_Set task a_:
Copy out the part of the records that opens with the line containing "142, row 334." and closes with the line containing "column 463, row 220", both of those lines included.

_Quoted text_:
───

Tuesday, October 26, 2010
MOVIE: HEREAFTER
Clint Eastwood, that long, lean, laconic cowboy of yesteryear, is thinking about death. In HEREAFTER he has crafted a movie that gently explores the subject of what lies beyond with soulful brevity and a flood of emotion; it begins with a violent tidal wave and ends in a wash of tenderness.
Three stories gradually and inevitably flow toward each other; in one, Matt Damon plays a psychic whose gift has cut him off from life. In another,a French TV reporter's life (Cecile de France) is turned upside down by a natural disaster. In a third story, a young boy (Frankie/George McLaren) suffers a cruel loss.
All of these stories explore the fragility of life, the buffeting that we suffer in its turbulence, and the deep desire to anchor ourselves to each other. The film has a quiet majesty, and inspires real compassion. Damon's beautifully controlled performance draws us into a well of loneliness so dark, we yearn for his release. Bryce Dallas Howard is heartcrushingly vulnerable as a young woman trying to find her way after a broken relationship.
Somehow the movie manages to avoid sentimentality, and even pokes fun at the mumbo jumbo this subject matter is heir to. Rather, the movie is extraordinarily believable, and its conclusions feel rooted to real subliminal human experience.
I left HEREAFTER feeling profound relief from the tumult of the here and now.
Monday, October 11, 2010
MOVIE REVIEW: SECRETARIAT
(Secretariat winning the Triple Crown June 9,1973)
I just saw SECRETARIAT. The horse deserved a better movie.
You have to know I love Secretariat. I have articles about the horse written by the great Bill Nack under my bed. I know arcane little details about the greatest racehorse of all time-like he had a perfect heart --except that it was more than twice the size of normal horse's heart. I am a Secretariat groupie. He inspires me. He is my hero. I have watched that final Triple Crown race at Belmont so many times, where he wins by 31 lengths -- and my heart practically stops every time I see it. (The video above tells the tale.) While all the other creatures were stuck on earth, Secretariat seemed to be running in a different universe. The movie doesn't begin to capture the shock and awe of this incomparable athletic feat, and how it must have astonished everyone who was there to see it that day June 9,1973.

───

_Set task b_:
Answer these questions from the movie reviews.
(i) Who plays the psychic in HEREAFTER?
(ii) By how many lengths does Secretariat win the final Triple Crown race at Belmont?
(iii) On what date did Secretariat win the Triple Crown?

(Items from a dataset)
───

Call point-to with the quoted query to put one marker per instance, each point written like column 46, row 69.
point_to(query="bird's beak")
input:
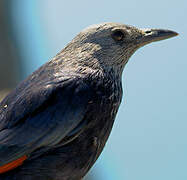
column 152, row 35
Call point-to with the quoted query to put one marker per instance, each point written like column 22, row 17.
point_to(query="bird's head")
column 111, row 44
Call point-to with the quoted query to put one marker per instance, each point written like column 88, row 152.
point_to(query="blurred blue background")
column 149, row 138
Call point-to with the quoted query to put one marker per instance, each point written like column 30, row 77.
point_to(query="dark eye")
column 118, row 35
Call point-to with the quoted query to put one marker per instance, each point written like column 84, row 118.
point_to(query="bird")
column 56, row 122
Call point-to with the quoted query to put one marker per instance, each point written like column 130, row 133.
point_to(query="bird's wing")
column 41, row 116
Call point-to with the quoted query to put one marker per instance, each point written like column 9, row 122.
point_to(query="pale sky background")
column 149, row 138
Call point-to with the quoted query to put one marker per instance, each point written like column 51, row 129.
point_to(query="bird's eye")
column 118, row 35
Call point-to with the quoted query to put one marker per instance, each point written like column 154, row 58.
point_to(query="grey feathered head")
column 112, row 44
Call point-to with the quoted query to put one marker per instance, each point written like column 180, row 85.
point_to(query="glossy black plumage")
column 60, row 117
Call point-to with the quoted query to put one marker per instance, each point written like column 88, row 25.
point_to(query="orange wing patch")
column 12, row 165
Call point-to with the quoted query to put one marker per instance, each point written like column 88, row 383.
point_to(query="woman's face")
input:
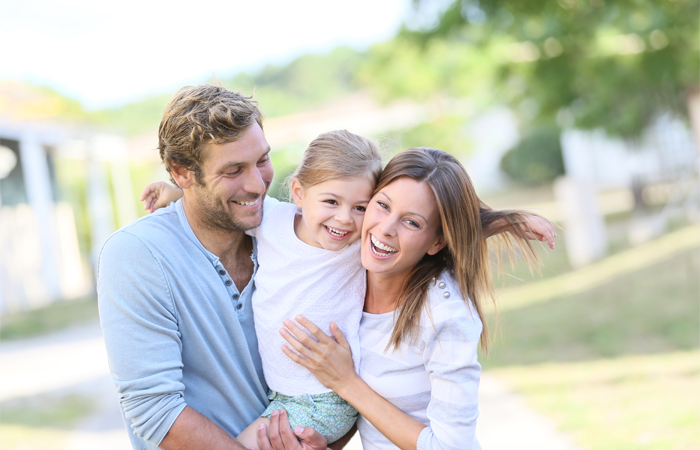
column 401, row 226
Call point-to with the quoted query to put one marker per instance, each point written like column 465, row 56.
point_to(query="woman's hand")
column 281, row 436
column 329, row 360
column 158, row 195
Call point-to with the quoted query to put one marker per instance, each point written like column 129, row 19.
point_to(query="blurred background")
column 584, row 111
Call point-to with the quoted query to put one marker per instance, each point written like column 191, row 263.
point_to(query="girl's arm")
column 159, row 195
column 330, row 361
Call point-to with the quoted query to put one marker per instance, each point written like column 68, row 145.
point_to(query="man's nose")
column 254, row 182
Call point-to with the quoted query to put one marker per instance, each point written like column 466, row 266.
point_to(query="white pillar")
column 37, row 180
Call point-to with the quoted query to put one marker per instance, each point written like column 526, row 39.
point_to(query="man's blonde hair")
column 198, row 116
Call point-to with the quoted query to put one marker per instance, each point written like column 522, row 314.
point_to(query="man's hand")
column 281, row 436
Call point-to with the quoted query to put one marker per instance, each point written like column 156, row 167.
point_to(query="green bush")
column 537, row 158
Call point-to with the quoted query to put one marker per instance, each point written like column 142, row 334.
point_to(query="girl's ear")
column 297, row 192
column 437, row 246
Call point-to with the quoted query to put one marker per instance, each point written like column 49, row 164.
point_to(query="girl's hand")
column 158, row 195
column 329, row 359
column 540, row 229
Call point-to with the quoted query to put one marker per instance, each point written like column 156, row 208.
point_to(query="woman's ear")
column 297, row 192
column 437, row 246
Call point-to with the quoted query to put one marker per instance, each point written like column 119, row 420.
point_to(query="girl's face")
column 401, row 225
column 332, row 211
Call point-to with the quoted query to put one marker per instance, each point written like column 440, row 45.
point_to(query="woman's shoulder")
column 446, row 302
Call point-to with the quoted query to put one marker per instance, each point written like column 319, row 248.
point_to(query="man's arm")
column 140, row 327
column 193, row 431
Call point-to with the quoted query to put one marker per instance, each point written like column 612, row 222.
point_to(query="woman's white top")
column 435, row 379
column 296, row 278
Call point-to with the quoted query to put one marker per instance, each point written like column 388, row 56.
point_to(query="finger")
column 296, row 357
column 313, row 329
column 301, row 336
column 339, row 336
column 313, row 438
column 263, row 438
column 275, row 438
column 289, row 439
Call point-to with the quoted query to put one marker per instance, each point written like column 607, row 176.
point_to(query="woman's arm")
column 331, row 363
column 159, row 195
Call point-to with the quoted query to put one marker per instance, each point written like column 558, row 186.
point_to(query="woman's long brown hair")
column 463, row 220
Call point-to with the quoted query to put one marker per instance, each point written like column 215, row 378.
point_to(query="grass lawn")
column 616, row 365
column 41, row 423
column 54, row 317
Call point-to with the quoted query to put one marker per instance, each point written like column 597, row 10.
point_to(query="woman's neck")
column 383, row 292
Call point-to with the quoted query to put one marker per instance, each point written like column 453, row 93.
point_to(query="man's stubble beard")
column 216, row 216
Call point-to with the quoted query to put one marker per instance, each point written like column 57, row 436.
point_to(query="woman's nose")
column 343, row 216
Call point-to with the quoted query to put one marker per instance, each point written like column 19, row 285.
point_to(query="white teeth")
column 247, row 203
column 381, row 246
column 336, row 232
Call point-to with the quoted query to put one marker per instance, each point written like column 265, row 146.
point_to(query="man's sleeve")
column 141, row 334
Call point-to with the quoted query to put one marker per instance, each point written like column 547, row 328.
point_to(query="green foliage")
column 614, row 64
column 537, row 158
column 54, row 317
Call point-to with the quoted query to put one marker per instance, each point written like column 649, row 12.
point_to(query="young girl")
column 309, row 263
column 308, row 255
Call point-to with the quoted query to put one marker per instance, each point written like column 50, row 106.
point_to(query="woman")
column 427, row 281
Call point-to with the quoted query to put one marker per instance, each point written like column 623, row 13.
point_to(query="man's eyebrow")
column 227, row 166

───

_Task response a_:
Call point-to with the quoted query to put one marker per instance, each point written like column 142, row 334.
point_to(query="girl's ear")
column 297, row 192
column 437, row 246
Call point-to with the quoted query to put one marker per instance, each point written like column 49, row 164.
point_to(query="girl's hand")
column 158, row 195
column 329, row 359
column 540, row 229
Call point-to with the quoted query to put one marker per instance, each point written like column 156, row 208.
point_to(query="woman's ear")
column 297, row 192
column 437, row 246
Call point-to with the quoted query to put one marker per instance, each point written like column 119, row 420.
point_to(query="girl's face")
column 401, row 225
column 332, row 211
Call point-to with the quoted query to put one marker per instance, each point written like column 440, row 45.
point_to(query="woman's shoulder")
column 446, row 302
Call point-to with the quoted query to put one marker per instance, each point written like column 319, row 248.
point_to(query="man's arm")
column 140, row 327
column 193, row 431
Call point-to with the quoted query to put one marker per instance, each point written like column 612, row 222.
point_to(query="woman's white top")
column 435, row 379
column 296, row 278
Call point-to with the quoted query to put one marker per instance, each point written like column 388, row 56.
point_to(query="finger")
column 296, row 357
column 313, row 329
column 301, row 336
column 339, row 336
column 313, row 438
column 263, row 438
column 275, row 438
column 289, row 439
Call point-to with the quoted query to put one marker per instance, each point written like column 607, row 176.
point_to(query="woman's arm")
column 331, row 363
column 159, row 195
Call point-to with the quoted query to put one marker per instance, each point written like column 558, row 186.
point_to(query="woman's long brown hair")
column 463, row 220

_Task response b_:
(i) Matt Damon
(ii) 31 lengths
(iii) June 9, 1973